--- EXERCISE PROMPT ---
Reproduce the records below verbatim, keeping every line unchanged.

(Dataset records on object locations)
* * *
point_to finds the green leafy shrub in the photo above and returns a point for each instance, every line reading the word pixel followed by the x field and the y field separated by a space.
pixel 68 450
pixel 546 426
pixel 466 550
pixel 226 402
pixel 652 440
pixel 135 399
* * *
--- REPLY ---
point_to finds the green leafy shrub in the photo above and returns a point for each instance, every line reading the word pixel followed by the x field and the y field separated by a space.
pixel 68 450
pixel 546 426
pixel 466 550
pixel 226 402
pixel 652 440
pixel 135 399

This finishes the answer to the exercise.